### What the task requires
Please pull out every line of the material that contains the string "white". Case counts.

### Records
——————————
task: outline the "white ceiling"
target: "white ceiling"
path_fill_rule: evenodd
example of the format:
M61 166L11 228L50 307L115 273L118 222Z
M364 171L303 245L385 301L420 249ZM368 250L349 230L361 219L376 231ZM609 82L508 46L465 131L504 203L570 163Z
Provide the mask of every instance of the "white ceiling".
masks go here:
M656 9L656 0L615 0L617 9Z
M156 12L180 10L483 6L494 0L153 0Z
——————————
### The answer
task: outline the "white ceiling"
target: "white ceiling"
Provide the mask of every instance of the "white ceiling".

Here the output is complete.